ENTRIES:
--- BEGIN ---

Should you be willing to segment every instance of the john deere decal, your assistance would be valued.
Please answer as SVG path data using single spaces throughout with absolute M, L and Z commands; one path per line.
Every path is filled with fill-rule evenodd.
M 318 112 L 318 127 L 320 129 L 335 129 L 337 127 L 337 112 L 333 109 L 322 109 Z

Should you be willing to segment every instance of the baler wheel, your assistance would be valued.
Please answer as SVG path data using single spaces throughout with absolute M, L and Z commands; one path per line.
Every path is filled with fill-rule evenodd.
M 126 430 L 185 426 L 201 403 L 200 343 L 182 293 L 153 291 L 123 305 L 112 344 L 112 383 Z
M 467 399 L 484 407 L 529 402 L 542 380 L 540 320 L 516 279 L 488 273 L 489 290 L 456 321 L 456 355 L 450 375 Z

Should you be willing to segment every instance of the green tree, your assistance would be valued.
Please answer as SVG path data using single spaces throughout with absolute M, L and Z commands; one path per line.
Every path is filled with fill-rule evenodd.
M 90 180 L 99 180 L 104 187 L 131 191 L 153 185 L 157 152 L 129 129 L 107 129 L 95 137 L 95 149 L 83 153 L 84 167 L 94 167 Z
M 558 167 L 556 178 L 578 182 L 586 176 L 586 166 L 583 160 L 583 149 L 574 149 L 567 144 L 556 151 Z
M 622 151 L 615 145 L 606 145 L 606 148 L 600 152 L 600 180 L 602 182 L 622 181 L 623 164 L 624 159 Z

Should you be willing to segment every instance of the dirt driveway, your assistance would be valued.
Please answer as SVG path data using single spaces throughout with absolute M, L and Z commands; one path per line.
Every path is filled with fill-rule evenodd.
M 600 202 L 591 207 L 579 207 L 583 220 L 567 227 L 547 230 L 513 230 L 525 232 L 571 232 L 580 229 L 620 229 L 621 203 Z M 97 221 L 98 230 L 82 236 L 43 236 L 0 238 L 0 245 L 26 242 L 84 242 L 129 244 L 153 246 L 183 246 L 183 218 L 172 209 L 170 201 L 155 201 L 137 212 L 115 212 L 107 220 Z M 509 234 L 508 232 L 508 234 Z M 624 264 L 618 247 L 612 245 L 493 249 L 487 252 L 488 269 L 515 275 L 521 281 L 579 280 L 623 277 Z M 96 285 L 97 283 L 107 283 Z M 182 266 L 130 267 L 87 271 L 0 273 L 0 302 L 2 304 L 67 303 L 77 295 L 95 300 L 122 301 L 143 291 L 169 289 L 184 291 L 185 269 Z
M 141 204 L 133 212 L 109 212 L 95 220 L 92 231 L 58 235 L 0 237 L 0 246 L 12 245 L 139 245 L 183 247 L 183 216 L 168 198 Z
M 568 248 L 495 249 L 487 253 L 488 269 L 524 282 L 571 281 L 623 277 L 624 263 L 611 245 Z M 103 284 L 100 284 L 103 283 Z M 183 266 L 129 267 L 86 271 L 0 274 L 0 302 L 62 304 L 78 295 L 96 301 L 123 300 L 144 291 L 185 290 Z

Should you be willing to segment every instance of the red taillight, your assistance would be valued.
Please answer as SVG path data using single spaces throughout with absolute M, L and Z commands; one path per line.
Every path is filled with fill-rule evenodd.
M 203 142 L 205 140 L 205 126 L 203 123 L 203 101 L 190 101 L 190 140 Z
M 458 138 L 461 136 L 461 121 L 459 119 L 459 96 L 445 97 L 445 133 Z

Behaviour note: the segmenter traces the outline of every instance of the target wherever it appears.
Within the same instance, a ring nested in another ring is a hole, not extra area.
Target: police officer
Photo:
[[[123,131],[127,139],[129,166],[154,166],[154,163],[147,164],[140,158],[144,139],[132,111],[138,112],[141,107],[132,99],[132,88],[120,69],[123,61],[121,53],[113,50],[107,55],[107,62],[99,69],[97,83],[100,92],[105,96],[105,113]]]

--- END ---

WHAT TO PRODUCE:
Rewrite every line of the records above as a JSON list of strings, one string per line, leaving out the blank lines.

ANSWER FOR THE TASK:
[
  "Should you be willing to segment every instance of the john deere decal, your assistance would be valued.",
  "Please answer as SVG path data using single spaces throughout with absolute M, L and Z commands; one path per line.",
  "Every path is filled with fill-rule evenodd.",
  "M 318 112 L 318 127 L 320 129 L 335 129 L 337 127 L 337 112 L 333 109 L 322 109 Z",
  "Should you be willing to segment every instance of the baler wheel, your assistance would be valued.",
  "Please answer as SVG path data using single spaces throughout with absolute M, L and Z commands; one path per line.",
  "Every path is filled with fill-rule evenodd.",
  "M 126 430 L 185 426 L 201 403 L 200 343 L 182 293 L 153 291 L 123 305 L 112 344 L 112 383 Z",
  "M 467 399 L 484 407 L 529 402 L 542 380 L 540 320 L 516 279 L 488 273 L 489 290 L 456 321 L 456 355 L 450 375 Z",
  "Should you be willing to segment every instance of the green tree, your assistance would be valued.",
  "Please answer as SVG path data using single spaces throughout with absolute M, L and Z commands; one path per line.",
  "Every path is filled with fill-rule evenodd.",
  "M 90 180 L 99 180 L 104 187 L 131 191 L 153 185 L 157 152 L 129 129 L 107 129 L 95 137 L 95 149 L 83 153 L 84 167 L 94 167 Z",
  "M 558 167 L 556 178 L 578 182 L 586 176 L 586 166 L 583 160 L 583 149 L 574 149 L 567 144 L 556 151 Z",
  "M 622 151 L 615 145 L 606 145 L 606 148 L 600 152 L 600 180 L 602 182 L 622 181 L 623 164 L 624 159 Z",
  "Should you be willing to segment every instance of the dirt driveway, your assistance would be valued.",
  "Please answer as SVG path data using single spaces throughout with absolute M, L and Z commands; one path per line.",
  "Every path is filled with fill-rule evenodd.",
  "M 600 202 L 591 207 L 579 207 L 583 220 L 567 227 L 547 230 L 513 230 L 525 232 L 571 232 L 580 229 L 620 229 L 621 203 Z M 97 221 L 98 230 L 82 236 L 43 236 L 0 238 L 0 245 L 26 242 L 84 242 L 129 244 L 153 246 L 183 246 L 183 218 L 172 209 L 170 201 L 155 201 L 137 212 L 115 212 L 107 220 Z M 509 234 L 508 232 L 508 234 Z M 624 264 L 618 247 L 612 245 L 493 249 L 487 252 L 488 269 L 515 275 L 521 281 L 579 280 L 623 277 Z M 96 285 L 97 283 L 107 283 Z M 182 266 L 130 267 L 87 271 L 0 273 L 0 302 L 2 304 L 67 303 L 77 295 L 95 300 L 122 301 L 143 291 L 169 289 L 184 291 L 185 269 Z",
  "M 141 204 L 133 212 L 109 212 L 95 220 L 92 231 L 58 235 L 0 237 L 0 246 L 12 245 L 139 245 L 183 247 L 183 216 L 168 198 Z",
  "M 568 248 L 495 249 L 487 253 L 488 269 L 524 282 L 571 281 L 623 277 L 624 263 L 611 245 Z M 103 284 L 100 284 L 103 283 Z M 183 266 L 129 267 L 86 271 L 0 274 L 0 302 L 62 304 L 78 295 L 96 301 L 123 300 L 144 291 L 185 290 Z",
  "Should you be willing to segment every instance of the red taillight, your assistance would be valued.",
  "Please answer as SVG path data using single spaces throughout with absolute M, L and Z commands; one path per line.",
  "Every path is filled with fill-rule evenodd.",
  "M 203 142 L 205 140 L 205 126 L 203 123 L 203 101 L 190 101 L 190 140 Z",
  "M 458 138 L 461 136 L 461 121 L 459 119 L 459 96 L 445 97 L 445 133 Z",
  "Behaviour note: the segmenter traces the outline of every instance of the target wherever it appears.",
  "Within the same instance, a ring nested in another ring is a hole, not extra area.",
  "Target: police officer",
  "Photo:",
  "[[[123,131],[127,139],[129,166],[154,166],[154,163],[147,164],[140,158],[144,139],[132,111],[138,112],[141,107],[132,99],[132,88],[120,69],[123,61],[121,53],[113,50],[107,55],[107,62],[99,69],[97,83],[100,92],[105,96],[105,113]]]"
]